(Problem) Rescale the entries between the line containing "of the tree" and the line containing "220), (11, 282)]", inclusive, reproducing every line with its requests and sample point lists unchanged. Only the marked point coordinates should be multiplied by 1.9 and rounded to whole numbers, with halves rounded up.

(Data provided)
>>>
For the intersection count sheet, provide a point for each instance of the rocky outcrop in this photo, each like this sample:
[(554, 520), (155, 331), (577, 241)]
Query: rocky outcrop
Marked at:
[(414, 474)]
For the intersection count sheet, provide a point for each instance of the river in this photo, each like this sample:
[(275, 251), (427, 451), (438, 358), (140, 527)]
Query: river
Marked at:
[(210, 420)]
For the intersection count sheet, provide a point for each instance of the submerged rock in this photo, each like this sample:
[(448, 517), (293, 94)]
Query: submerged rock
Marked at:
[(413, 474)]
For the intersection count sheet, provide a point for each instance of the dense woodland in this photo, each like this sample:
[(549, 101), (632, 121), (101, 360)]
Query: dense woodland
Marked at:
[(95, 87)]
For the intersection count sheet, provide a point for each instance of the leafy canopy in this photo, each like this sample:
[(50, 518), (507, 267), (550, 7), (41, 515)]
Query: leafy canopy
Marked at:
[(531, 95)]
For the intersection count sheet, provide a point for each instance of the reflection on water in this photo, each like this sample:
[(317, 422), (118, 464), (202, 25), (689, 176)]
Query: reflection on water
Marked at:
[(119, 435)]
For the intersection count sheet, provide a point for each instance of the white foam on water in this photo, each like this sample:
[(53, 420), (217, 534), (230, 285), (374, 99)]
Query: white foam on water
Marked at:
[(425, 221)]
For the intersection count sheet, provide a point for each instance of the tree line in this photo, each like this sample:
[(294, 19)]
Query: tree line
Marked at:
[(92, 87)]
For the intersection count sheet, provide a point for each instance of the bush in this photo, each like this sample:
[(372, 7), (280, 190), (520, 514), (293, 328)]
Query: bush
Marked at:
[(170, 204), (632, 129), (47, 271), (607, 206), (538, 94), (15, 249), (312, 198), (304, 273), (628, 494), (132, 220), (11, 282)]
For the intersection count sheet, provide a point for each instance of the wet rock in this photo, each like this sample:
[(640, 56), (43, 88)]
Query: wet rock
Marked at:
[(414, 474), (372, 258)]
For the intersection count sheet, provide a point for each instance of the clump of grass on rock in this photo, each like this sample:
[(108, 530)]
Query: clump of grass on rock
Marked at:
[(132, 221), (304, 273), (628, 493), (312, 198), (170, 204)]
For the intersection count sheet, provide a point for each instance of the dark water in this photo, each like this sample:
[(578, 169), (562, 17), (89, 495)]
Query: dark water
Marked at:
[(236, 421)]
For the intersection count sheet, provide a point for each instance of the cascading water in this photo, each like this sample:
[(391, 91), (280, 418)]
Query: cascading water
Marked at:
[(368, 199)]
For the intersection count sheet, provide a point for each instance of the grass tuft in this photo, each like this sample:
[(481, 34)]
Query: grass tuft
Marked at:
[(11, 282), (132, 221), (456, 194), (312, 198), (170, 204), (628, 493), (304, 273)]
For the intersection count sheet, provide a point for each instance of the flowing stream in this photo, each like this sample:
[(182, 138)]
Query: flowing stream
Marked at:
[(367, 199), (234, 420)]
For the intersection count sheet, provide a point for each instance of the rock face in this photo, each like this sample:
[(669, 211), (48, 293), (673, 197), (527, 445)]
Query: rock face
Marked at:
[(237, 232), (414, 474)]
<<<
(Solution to the exercise)
For the intersection count sheet, provide a point for each instance of the tree line in this photo, each like this sample:
[(294, 19)]
Query: tree line
Marked at:
[(175, 165)]
For the intersection count sheet, provide a point for each instance of the bush in this photo, each like this sample:
[(372, 7), (280, 190), (520, 514), (293, 328)]
Query: bush
Marked at:
[(323, 388), (1201, 245), (89, 515), (1153, 391), (1022, 179), (29, 473), (593, 376), (578, 519), (1193, 939), (251, 418), (21, 536)]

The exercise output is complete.